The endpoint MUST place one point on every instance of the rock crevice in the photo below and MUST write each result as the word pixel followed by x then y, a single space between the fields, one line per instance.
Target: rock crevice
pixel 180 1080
****
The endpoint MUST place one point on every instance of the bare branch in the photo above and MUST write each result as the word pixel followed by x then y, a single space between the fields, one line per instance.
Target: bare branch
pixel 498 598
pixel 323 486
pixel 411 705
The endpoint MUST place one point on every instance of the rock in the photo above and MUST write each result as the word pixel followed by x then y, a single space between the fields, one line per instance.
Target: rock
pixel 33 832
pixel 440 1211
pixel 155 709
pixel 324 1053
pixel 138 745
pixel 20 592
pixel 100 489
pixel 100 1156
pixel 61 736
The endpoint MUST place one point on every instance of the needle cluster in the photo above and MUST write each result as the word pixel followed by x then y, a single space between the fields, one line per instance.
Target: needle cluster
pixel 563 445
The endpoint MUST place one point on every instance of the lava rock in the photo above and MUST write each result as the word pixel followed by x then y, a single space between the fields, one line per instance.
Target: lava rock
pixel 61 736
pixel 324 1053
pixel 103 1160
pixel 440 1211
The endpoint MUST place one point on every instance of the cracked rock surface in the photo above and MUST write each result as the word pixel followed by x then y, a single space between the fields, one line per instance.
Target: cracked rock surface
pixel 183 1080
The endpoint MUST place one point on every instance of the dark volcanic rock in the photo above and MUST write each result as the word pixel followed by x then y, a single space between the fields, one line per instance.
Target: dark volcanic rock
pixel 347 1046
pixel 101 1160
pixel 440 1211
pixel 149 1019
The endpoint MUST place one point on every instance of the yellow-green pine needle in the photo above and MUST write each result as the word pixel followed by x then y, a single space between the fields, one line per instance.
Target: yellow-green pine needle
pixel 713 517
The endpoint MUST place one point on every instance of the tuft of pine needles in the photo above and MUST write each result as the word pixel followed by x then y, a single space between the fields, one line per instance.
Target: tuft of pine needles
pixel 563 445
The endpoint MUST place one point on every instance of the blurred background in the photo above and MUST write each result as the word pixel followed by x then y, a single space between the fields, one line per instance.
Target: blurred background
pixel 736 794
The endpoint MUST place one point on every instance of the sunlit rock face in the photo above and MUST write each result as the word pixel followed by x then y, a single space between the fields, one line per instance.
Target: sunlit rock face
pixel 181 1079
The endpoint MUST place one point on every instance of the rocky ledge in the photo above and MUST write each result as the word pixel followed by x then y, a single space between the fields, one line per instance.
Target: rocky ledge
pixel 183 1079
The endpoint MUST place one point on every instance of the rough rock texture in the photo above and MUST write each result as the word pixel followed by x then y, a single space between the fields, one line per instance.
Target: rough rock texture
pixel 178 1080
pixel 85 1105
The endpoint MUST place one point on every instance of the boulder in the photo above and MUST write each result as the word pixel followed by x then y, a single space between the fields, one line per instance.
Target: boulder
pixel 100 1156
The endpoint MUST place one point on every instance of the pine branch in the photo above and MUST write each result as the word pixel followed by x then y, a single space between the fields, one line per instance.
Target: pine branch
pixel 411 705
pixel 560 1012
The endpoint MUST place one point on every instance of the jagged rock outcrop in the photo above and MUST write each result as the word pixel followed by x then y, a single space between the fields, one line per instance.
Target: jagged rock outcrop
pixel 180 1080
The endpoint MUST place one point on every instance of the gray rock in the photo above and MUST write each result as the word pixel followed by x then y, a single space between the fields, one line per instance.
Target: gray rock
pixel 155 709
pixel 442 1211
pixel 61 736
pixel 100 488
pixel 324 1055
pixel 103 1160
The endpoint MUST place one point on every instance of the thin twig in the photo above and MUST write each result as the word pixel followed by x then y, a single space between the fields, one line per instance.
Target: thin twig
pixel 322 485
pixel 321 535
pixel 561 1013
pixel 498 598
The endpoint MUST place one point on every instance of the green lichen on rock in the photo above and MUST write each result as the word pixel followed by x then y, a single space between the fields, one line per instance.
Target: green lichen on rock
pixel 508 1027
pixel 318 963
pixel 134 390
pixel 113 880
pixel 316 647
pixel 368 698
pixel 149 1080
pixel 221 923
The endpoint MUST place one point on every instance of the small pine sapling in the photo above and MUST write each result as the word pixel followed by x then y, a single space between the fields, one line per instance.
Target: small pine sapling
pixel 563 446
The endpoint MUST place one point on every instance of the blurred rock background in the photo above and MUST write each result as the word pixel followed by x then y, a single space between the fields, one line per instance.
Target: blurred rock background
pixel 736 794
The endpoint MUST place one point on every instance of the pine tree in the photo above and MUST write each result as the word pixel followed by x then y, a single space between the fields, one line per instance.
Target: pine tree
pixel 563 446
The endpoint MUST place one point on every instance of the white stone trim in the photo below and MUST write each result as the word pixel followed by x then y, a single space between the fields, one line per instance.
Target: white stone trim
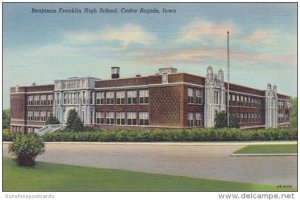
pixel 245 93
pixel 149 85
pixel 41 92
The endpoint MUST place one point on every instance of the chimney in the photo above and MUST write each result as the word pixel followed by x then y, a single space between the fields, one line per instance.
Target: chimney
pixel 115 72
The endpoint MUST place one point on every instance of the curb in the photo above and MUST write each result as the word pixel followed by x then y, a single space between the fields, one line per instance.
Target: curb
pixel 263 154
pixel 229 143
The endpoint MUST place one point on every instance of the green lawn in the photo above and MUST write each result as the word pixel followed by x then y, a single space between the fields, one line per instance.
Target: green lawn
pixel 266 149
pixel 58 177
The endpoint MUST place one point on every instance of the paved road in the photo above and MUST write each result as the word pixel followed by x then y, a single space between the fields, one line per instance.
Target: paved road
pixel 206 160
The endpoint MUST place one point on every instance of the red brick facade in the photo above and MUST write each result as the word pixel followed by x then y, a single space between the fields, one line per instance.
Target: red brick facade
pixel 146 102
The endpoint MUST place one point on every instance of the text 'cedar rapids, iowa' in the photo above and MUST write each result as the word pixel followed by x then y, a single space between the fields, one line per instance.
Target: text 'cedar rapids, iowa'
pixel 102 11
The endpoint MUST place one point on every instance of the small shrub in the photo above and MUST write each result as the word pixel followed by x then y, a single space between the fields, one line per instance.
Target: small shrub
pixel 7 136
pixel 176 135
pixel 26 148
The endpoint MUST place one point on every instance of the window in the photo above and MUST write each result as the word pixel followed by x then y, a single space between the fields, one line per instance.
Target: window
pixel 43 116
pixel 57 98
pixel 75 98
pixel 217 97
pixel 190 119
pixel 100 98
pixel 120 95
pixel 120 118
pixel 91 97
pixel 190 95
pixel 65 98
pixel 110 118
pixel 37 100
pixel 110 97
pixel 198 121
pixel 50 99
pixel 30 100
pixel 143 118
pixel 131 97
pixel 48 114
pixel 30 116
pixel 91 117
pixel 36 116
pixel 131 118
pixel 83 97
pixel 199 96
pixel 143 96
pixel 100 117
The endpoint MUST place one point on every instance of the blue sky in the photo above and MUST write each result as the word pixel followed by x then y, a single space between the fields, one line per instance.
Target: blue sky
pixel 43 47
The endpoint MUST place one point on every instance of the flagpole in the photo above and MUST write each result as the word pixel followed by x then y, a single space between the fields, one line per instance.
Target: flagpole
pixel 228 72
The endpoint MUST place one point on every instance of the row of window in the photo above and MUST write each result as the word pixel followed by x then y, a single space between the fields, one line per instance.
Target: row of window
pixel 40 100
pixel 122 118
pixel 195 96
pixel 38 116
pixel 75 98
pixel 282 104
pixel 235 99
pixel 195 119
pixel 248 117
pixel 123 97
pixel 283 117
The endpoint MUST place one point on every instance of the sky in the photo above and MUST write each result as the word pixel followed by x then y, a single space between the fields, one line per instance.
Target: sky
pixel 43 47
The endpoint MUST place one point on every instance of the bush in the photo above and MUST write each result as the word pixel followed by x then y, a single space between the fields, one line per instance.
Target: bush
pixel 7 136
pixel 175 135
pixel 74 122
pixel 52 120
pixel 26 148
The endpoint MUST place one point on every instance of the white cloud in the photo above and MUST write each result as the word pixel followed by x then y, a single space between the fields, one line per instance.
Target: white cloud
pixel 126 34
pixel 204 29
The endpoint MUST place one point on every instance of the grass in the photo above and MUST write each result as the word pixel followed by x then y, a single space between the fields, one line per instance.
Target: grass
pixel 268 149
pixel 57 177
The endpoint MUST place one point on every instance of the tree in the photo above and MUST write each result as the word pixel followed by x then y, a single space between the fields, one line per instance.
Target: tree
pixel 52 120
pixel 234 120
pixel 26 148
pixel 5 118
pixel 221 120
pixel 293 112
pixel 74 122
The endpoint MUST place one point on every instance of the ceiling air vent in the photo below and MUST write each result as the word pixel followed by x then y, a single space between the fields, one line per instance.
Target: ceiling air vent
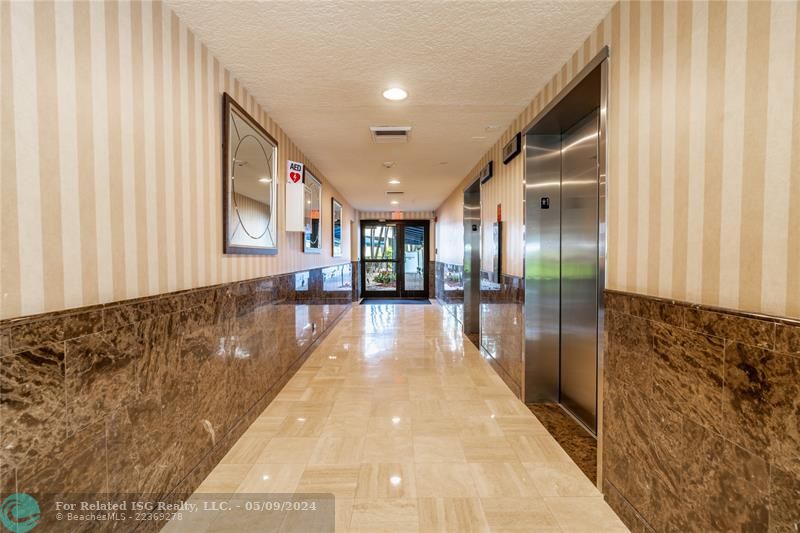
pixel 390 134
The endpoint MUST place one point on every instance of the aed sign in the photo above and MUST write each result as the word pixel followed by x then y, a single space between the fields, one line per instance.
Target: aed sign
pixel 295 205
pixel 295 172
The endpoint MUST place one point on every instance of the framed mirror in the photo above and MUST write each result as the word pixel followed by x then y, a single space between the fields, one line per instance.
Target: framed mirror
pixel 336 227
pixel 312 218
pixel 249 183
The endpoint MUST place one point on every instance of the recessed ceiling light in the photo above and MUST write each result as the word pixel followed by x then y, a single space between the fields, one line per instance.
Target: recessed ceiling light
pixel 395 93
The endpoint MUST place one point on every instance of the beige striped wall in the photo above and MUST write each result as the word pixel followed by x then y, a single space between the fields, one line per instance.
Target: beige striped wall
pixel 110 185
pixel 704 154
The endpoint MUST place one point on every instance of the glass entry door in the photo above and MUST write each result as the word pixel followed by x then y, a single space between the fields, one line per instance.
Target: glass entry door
****
Starting at the line containing "the white stone" and ending at the line containing "pixel 102 11", reproduce that stretch of the data above word for word, with both end lines included. Leave the pictures out of your output.

The endpoint MUST place one point on every instance of the white stone trim in the photo below and MUST write each result as the word pixel followed by x then y, a single space between the fields, one line per instance.
Target: white stone trim
pixel 245 93
pixel 149 85
pixel 41 92
The endpoint MUST place one point on every instance of the chimney in the photo above and MUST write each result as the word pixel followed by x then y, a single space between the fields, one line per instance.
Target: chimney
pixel 115 72
The endpoint MUST place one point on every instance of the curb in the photo above and MUST write each result as the word pixel followed by x then y, a single space between the fields, one line per instance.
Target: curb
pixel 263 154
pixel 229 143
The endpoint MUST place one point on every instance of the green lawn in the photo above and MUST write each result as the word pixel followed by x then y, a single space between the fields, one line per instance.
Target: green lawn
pixel 266 149
pixel 58 177
The endpoint MUST place one point on every instance of the paved road in the photo above and MUST write each result as the word pixel followed by x then y, a single space between the fields, one line per instance.
Target: paved road
pixel 206 160
The endpoint MUST place one point on every instance of the red brick facade in the photo above and MUST write each result as the word pixel followed by x then y, a single space between the fields, one line per instance.
Target: red brick facade
pixel 146 102
The endpoint MUST place one point on every instance of the text 'cedar rapids, iowa' in the photo above and MUST write each result as the word pixel followed by x then y, a single space between the fields, one line per instance.
Target: text 'cedar rapids, iowa'
pixel 102 11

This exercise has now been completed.